--- Exercise aim ---
Reproduce each of the records below word for word, leaving out the pictures.

** begin **

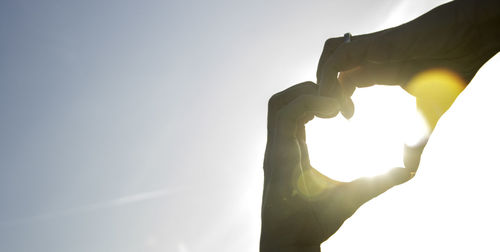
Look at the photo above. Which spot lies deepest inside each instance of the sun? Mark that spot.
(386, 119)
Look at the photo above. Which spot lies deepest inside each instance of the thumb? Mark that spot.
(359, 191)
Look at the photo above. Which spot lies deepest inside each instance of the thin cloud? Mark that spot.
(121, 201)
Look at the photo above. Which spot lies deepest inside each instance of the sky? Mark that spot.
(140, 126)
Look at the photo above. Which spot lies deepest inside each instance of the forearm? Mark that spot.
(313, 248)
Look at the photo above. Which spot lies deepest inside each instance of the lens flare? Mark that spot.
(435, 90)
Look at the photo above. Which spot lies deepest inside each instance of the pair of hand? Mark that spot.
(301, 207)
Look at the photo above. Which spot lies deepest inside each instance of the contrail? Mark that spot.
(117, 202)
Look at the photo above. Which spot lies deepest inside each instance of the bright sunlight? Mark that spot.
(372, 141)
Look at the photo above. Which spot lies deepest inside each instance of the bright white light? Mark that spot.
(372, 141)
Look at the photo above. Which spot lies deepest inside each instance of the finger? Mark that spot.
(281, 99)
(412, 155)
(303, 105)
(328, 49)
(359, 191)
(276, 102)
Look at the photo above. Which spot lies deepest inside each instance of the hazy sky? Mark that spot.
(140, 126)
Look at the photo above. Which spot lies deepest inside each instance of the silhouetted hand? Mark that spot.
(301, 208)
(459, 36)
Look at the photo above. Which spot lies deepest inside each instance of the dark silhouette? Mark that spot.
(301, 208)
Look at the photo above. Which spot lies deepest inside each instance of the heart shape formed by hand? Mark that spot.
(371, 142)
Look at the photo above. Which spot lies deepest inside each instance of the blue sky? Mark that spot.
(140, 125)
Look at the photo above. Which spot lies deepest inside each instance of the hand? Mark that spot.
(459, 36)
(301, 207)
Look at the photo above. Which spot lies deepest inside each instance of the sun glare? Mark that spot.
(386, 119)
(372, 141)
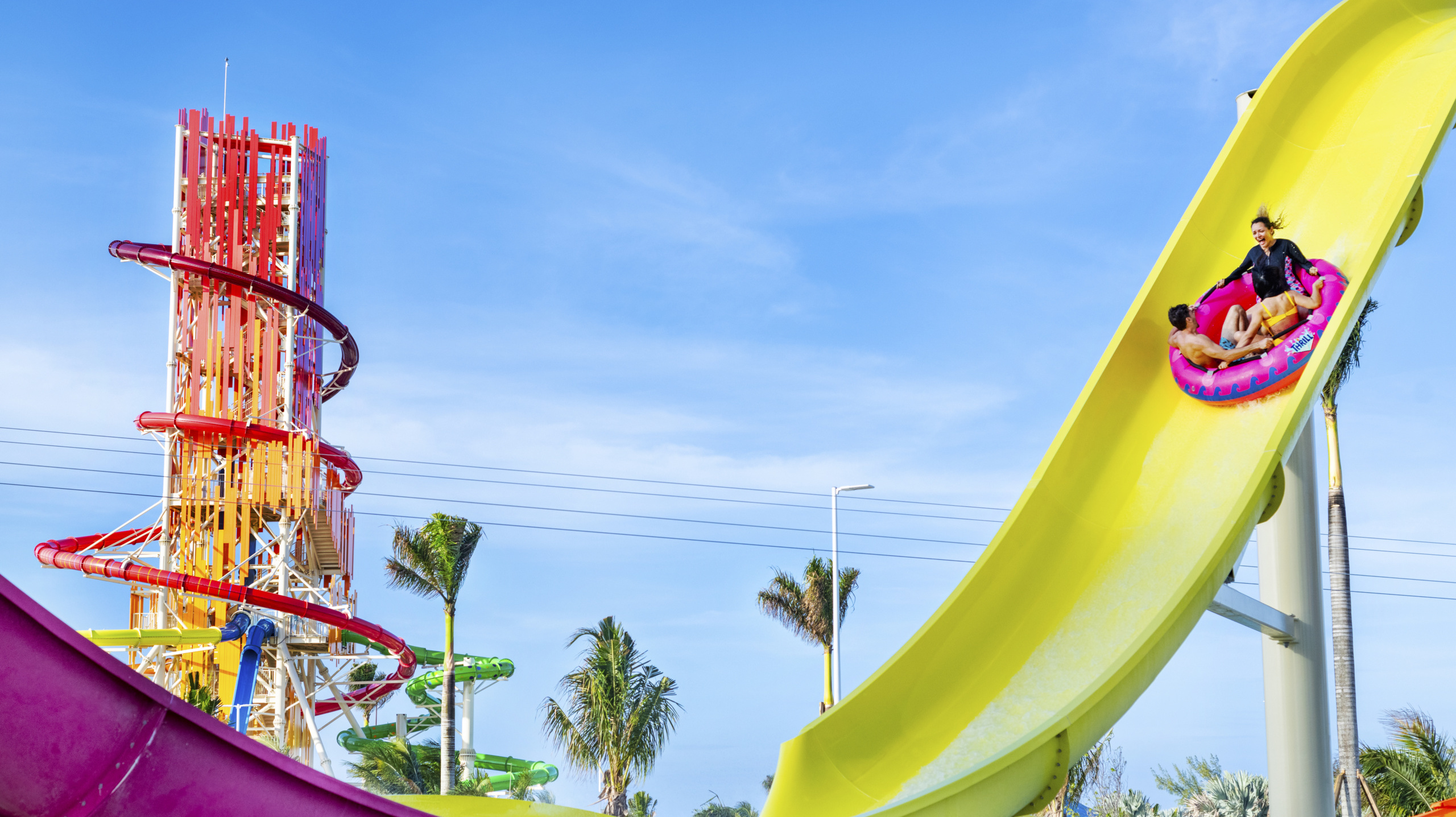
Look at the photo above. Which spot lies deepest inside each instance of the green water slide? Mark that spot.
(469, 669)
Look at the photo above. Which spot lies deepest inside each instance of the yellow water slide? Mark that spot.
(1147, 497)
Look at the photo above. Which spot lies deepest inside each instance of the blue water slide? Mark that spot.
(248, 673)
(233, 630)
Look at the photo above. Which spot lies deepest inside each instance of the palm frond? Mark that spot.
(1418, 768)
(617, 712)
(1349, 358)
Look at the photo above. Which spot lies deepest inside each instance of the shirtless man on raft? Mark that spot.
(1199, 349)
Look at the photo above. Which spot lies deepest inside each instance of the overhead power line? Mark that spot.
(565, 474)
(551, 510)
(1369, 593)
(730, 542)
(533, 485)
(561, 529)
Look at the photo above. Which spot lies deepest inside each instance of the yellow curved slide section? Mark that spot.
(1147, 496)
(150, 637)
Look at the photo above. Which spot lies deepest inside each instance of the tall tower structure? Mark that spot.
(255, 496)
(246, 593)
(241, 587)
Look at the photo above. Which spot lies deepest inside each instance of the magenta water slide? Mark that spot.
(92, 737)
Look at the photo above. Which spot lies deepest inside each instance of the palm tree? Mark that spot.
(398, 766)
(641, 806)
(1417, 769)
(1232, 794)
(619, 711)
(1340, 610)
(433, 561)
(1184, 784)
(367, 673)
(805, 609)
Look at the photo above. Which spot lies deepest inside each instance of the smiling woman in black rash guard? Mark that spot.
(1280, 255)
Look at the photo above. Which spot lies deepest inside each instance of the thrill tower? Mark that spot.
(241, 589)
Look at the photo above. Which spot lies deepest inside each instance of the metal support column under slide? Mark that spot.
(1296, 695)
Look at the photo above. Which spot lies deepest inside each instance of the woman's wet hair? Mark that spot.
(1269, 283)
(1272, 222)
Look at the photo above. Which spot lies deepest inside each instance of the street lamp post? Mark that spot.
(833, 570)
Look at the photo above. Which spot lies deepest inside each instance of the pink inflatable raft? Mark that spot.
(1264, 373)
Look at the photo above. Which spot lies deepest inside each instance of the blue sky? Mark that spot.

** end **

--- Result of this exercise ---
Look at the photo above. Which spot lies deepest inside each instance of the sun? Mark that spot.
(386, 119)
Look at the photo above. Which spot lies deepest inside each instance of the thumb? Mark that spot.
(359, 191)
Look at the photo above. Which spot lies deepest inside each instance of the thin cloud? Mark that spot.
(121, 201)
Look at the photo above. Which spot lies deepest inside each instance of the sky? Mark that spot.
(140, 126)
Look at the photo above. Which spot lies deepest inside each instance of the forearm? Mark that spot.
(313, 248)
Look at the photo above. Which spot lies deepest inside each instance of the lens flare? Mark that spot.
(435, 90)
Look at the photo above. Which spot lies deepest inside each instance of the pair of hand? Mark that spot.
(301, 207)
Look at the photo above. Which spot lies deepest inside each instance of the contrail? Mark that spot.
(117, 202)
Look at the photo above. Which spot lies deepest inside each instance of the bright sunlight? Mark that spot.
(372, 141)
Look at the photo above. Which spot lies deepest inside each instance of the bright white light? Mark that spot.
(372, 141)
Look at the photo above. Which spot lies deepest inside each instance of the finger? Mark that spot.
(281, 99)
(412, 155)
(303, 105)
(328, 49)
(359, 191)
(276, 102)
Look at the photo above. Which spot lies deepest inside each instance of the hazy sky? Mark that spot.
(140, 126)
Look at the photo above. Which spot lies deepest inside each instance of the silhouetted hand? Mark that spot.
(301, 208)
(459, 36)
Look at the photo above. Which spot lies deepest inside each instance of the dark silhouette? Mark that spot.
(301, 208)
Look at the photo above. Which spot lies deepest inside each instance of the heart shape formed by hand? Mark that spot.
(371, 142)
Look at the photo above. Which spot lies deepest inside each instance of the blue sky? Mark that spot.
(140, 125)
Look at the photo above. Which spot lies deepest inside each instance of the hand? Mark that spot.
(459, 36)
(301, 207)
Look at the photo above. Which spot lies deepest inside each instance of the sun glare? Mark that spot.
(386, 119)
(372, 141)
Look at the photo above. Which spot lies deepest inside each instance of the green water slide? Mark that spot.
(469, 669)
Look at the photo above. Which spot lies deepest inside each instance of the yellow water slide? Mark that spot.
(1147, 497)
Look at the photo above. Which spot lies deepest inside each instance of the blue water slide? Mark that spot.
(248, 673)
(233, 630)
Look at the photo above. Which spot lies deepest inside each instance of the palm frond? Mark that spot.
(1418, 768)
(617, 712)
(1349, 358)
Look at the photo above. Which spot lies deepest inside each instance of the shirtless man on raft? Mark that spot.
(1199, 349)
Look at the photo above. Which spot lies deepest inside each instance of the overhead power line? Mark that spot.
(565, 474)
(551, 510)
(1369, 593)
(730, 542)
(533, 485)
(561, 529)
Look at the photo above. Which spot lies deepest inside each instance of the yellow curved slide section? Mark that spot.
(1147, 496)
(150, 637)
Look at the photo above. Which spot lies deepest inside each instance of the tall tower structure? Mark that spot.
(255, 496)
(246, 593)
(241, 587)
Look at the photo above. Which spot lies deepest inside each instance of the magenta water slide? Mark that spot.
(92, 737)
Look at the photo above. Which spot lies deepest inside each instance of the palm tree? Mark that spot.
(398, 766)
(641, 806)
(1417, 769)
(1232, 794)
(619, 711)
(1340, 610)
(433, 561)
(1184, 784)
(367, 673)
(805, 609)
Look at the photo above. Which spot lies deepest inside each instance of the smiling woman in black rash guard? Mark that spot.
(1280, 255)
Look at the photo above. Which spot lies deepest inside each instance of the thrill tower? Mark that spot.
(241, 589)
Look at the photo above. Which spot lies deepest inside each instance of the metal support column under slide? Mark that spot.
(1296, 695)
Look at the photo above. Which spot lies deepest inside each instance of the woman's wet hair? Mark that spot.
(1269, 283)
(1272, 222)
Look at the photo above. Which spot lies deepest inside each instance of the street lamp post? Mark that spot.
(833, 570)
Look at the photo above. Which spot lies deepest inside each instance of the pink inflatable raft? Mark that spot.
(1264, 373)
Look at the photo above. Which spot lies deepest inside each instance of the blue sky? Mark that spot.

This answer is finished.